Referring expression data:

####

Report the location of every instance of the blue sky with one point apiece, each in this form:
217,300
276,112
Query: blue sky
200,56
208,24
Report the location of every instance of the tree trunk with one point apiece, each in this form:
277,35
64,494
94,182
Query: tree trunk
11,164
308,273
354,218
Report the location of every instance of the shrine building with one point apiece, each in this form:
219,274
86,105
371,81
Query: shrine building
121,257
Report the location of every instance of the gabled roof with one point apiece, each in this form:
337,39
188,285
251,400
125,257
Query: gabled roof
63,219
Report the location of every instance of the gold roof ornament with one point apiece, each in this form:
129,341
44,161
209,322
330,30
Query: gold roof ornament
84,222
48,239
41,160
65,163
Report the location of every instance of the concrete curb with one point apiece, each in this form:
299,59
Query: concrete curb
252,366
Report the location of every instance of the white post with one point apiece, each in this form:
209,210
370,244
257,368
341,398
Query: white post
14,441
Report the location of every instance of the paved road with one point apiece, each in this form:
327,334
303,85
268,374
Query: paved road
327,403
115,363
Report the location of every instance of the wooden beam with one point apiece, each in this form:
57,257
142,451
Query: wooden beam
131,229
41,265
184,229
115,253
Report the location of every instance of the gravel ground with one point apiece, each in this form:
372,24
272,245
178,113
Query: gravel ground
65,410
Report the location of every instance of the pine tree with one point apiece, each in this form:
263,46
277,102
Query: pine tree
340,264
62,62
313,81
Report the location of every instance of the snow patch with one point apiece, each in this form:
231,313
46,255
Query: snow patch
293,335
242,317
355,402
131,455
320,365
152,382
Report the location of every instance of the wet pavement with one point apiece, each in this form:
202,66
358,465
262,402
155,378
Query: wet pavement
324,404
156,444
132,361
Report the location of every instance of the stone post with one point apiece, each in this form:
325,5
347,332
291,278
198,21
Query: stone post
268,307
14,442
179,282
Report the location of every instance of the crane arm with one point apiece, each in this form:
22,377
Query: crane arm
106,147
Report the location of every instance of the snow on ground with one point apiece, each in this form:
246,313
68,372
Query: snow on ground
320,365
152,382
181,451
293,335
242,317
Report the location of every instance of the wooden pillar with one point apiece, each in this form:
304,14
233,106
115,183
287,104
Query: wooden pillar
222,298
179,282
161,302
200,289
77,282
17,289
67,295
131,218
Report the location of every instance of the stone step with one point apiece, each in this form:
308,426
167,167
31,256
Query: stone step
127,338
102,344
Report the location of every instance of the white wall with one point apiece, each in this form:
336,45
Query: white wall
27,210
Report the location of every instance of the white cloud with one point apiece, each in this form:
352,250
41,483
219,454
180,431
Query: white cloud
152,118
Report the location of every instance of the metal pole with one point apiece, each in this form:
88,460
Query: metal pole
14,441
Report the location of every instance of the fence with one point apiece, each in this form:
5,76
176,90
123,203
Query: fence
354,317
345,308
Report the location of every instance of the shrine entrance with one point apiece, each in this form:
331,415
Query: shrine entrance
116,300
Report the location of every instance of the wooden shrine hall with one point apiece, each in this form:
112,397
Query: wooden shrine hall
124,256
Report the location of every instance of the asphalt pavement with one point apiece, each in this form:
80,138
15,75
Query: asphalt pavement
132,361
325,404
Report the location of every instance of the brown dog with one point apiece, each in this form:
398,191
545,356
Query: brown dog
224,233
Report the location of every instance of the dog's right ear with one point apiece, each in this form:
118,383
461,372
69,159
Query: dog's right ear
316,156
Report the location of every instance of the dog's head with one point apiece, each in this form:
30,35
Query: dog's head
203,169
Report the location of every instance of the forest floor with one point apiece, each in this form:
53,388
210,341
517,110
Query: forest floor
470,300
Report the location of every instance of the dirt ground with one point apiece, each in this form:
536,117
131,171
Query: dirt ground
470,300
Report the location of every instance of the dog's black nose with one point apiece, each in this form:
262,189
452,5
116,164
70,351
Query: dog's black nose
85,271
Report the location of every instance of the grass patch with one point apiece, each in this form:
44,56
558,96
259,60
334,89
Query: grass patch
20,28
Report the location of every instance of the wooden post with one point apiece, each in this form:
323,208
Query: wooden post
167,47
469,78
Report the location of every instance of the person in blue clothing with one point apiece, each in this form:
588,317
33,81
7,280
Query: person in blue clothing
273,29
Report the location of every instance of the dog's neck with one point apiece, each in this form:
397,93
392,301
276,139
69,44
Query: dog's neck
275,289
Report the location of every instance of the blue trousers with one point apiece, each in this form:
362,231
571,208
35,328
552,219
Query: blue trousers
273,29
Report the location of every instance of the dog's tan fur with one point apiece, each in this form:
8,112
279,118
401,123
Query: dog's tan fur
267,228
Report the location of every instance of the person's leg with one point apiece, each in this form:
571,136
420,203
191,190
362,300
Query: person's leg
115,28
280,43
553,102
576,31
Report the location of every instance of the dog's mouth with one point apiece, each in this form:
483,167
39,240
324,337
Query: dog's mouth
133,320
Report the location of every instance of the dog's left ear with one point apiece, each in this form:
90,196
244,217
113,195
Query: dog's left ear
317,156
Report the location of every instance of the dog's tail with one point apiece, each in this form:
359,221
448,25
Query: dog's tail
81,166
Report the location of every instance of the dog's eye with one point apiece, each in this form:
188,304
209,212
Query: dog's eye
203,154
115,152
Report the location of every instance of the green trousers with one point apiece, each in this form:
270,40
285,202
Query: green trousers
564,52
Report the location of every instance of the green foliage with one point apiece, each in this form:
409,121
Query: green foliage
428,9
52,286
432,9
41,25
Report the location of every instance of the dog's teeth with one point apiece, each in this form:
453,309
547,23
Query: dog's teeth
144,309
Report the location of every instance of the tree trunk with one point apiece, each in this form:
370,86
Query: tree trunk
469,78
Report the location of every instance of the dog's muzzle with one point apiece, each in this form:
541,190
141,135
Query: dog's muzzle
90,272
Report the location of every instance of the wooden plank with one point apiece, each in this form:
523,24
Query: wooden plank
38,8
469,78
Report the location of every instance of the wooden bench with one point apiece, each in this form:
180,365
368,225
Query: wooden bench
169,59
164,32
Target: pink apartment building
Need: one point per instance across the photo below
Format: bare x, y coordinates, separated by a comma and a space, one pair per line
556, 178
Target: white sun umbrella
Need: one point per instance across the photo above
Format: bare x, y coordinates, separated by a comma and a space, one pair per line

####

Aim of the task: Copy every line above without changes.

Solution to this problem:
Report the location of every instance of the blue sky with one point apiece, each in this form:
217,300
276,112
Query: blue sky
200,56
208,24
Report the location of every instance of the tree trunk with one point apiece, each in this form:
277,35
64,494
94,182
Query: tree trunk
11,164
308,273
354,218
Report the location of every instance of the shrine building with one point apiece, each in this form:
219,274
86,105
371,81
Query: shrine building
121,257
Report the location of every instance of the gabled roof with one point apiece, each in this form:
337,39
188,285
251,400
125,257
Query: gabled roof
63,219
Report the location of every instance of the gold roof ornament with one point apiece, each in this form:
129,341
44,161
209,322
330,30
Query: gold roof ornament
84,222
48,239
41,160
65,163
Report the location of every instance of the concrete curb with one point apiece, each in this form:
299,59
Query: concrete curb
252,366
Report the location of every instance of the white post with one point apiece, each in this form:
209,210
370,244
257,368
341,398
Query: white post
14,441
Report the location of every instance of the paved road with one point apiece, each in this form:
327,334
303,85
268,374
Query: paved road
327,403
115,363
Report the location of every instance of the wooden beam with one point apiece, each in this form:
57,257
142,451
Query: wooden beam
131,229
41,265
184,229
115,253
Report the location of every instance of the gravel ground with one point apiece, each in this form:
372,24
272,245
178,113
Query: gravel ground
65,410
Report the location of every instance of the pine tree with one point apiece, each in this form:
263,46
277,102
Query: pine tree
340,264
62,62
313,81
Report the location of every instance of the snow patch with one point apiece, each in this form:
231,313
46,255
Query: snow patch
293,335
242,317
355,402
131,455
320,365
152,382
Report the location of every instance of the wet pavement with one point apiece, each in this form:
202,66
358,465
262,402
155,378
Query: wet pavement
324,404
156,444
132,361
Report the location of every instance of the stone post with one point apiece, each in this form:
325,5
347,332
291,278
198,21
Query: stone post
268,307
14,442
179,282
Report the location of every instance of the crane arm with one point apiece, each in this form:
22,377
Query: crane arm
106,147
Report the location of every instance of the snow on ground with one point apiece, each in this form:
246,313
68,372
Query: snow on ground
320,365
152,382
181,451
293,335
242,317
Report the location of every instance of the wooden pillar with one point apiece, each in this form:
304,14
233,106
115,183
287,104
Query: wooden pillar
222,298
179,282
161,302
200,289
77,282
17,289
67,295
131,218
Report the location of every instance of the stone step with one point apiece, each in this form:
308,426
167,167
31,256
Query: stone step
127,338
102,344
Report the location of every instance of the white wall with one point apiece, each in this form:
336,45
Query: white wall
27,210
Report the location of every instance of the white cloud with one point apiece, each in this form:
352,250
41,483
219,454
180,431
Query: white cloud
152,118
Report the location of every instance of the metal pole with one point apiece, each in this form:
88,460
Query: metal pole
14,441
Report the location of every instance of the fence with one point apiece, each in this form:
5,76
176,90
123,203
Query: fence
354,317
345,308
Report the location of every instance of the shrine entrance with one point apiece, each in this form:
331,415
Query: shrine entrance
116,300
Report the location of every instance of the wooden shrine hall with one point apiece, each in this form:
112,397
Query: wooden shrine hall
124,256
Report the location of every instance of the asphalt pavement with one point apiece, each in this form:
80,138
15,75
Query: asphalt pavement
132,361
325,404
Report the location of every instance of the brown dog with one point apiece, each in this form:
398,191
545,356
Query: brown dog
224,233
Report the location of every instance of the dog's right ear with one point apiece, each in this form:
118,383
461,372
69,159
Query: dog's right ear
316,156
Report the location of every instance of the dog's head with one point apiece, each in this form:
30,35
Query: dog's head
203,169
Report the location of every instance of the forest floor with one point apiece, each in this form:
53,388
210,341
517,110
Query: forest floor
470,300
Report the location of every instance of the dirt ground with one point apiece, each in this form:
536,117
131,171
Query: dirt ground
470,300
Report the location of every instance of the dog's black nose with one point apiece, each in this form:
262,189
452,5
116,164
70,351
Query: dog's black nose
85,271
Report the location of every instance of the grass patch with one point apiece, each in this form:
44,56
558,96
259,60
334,89
Query: grass patch
20,28
Report the location of every instance of the wooden post with one point apiece, each in this form:
323,208
Query: wooden post
167,47
469,78
Report the location of every instance of the person in blue clothing with one point apiece, each in this form:
588,317
33,81
7,280
Query: person in blue clothing
273,29
Report the location of every instance of the dog's neck with one point apiece, each in this form:
397,93
392,301
276,139
69,44
Query: dog's neck
275,289
Report the location of every instance of the blue trousers with one point apiece, each in this form:
362,231
571,208
35,328
552,219
Query: blue trousers
273,29
Report the location of every instance of the dog's tan fur with one point apiece, each in this form:
8,112
279,118
401,123
Query: dog's tan fur
267,228
Report the location of every instance of the person's leg with one point apiece, each in this form:
571,136
420,203
191,190
362,300
Query: person's leg
115,28
280,43
553,102
576,31
Report the location of every instance of the dog's mouth with one point apiece, each in this form:
483,167
39,240
324,337
Query: dog's mouth
133,320
Report the location of every instance of the dog's left ear with one point apiece, each in this form:
90,196
244,217
113,195
Query: dog's left ear
317,156
Report the location of every instance of the dog's tail with one point apiece, each in this form:
359,221
448,25
Query: dog's tail
81,166
Report the location of every instance of the dog's eye with one point apiece, each in this form:
188,304
209,212
Query: dog's eye
203,154
115,152
Report the location of every instance of the green trousers with one point apiece, each in this form:
270,40
285,202
Query: green trousers
564,52
Report the location of every instance of the green foliage with one point apiece, each in this form:
409,121
Query: green foliage
428,9
52,286
432,9
41,25
Report the location of every instance of the dog's teeth with one point apiece, each in this form:
453,309
547,23
Query: dog's teeth
144,309
Report the location of every instance of the tree trunk with one point apiece, each in this form:
370,86
Query: tree trunk
469,78
Report the location of every instance of the dog's muzzle with one point apiece, each in this form:
541,190
141,135
Query: dog's muzzle
90,272
Report the location of every instance of the wooden plank with one point apiece, each in this form:
523,24
Query: wooden plank
38,8
469,78
Report the location of every instance of the wooden bench with one point apiece, each in this form:
180,365
368,225
Query: wooden bench
169,59
164,32
Target: pink apartment building
Need: one point per instance across the photo below
Format: bare x, y coordinates, separated by a comma and a space, one pair per line
556, 178
Target: white sun umbrella
Need: one point per instance across the photo above
Format: bare x, y coordinates, separated by a comma and a space, one pair per line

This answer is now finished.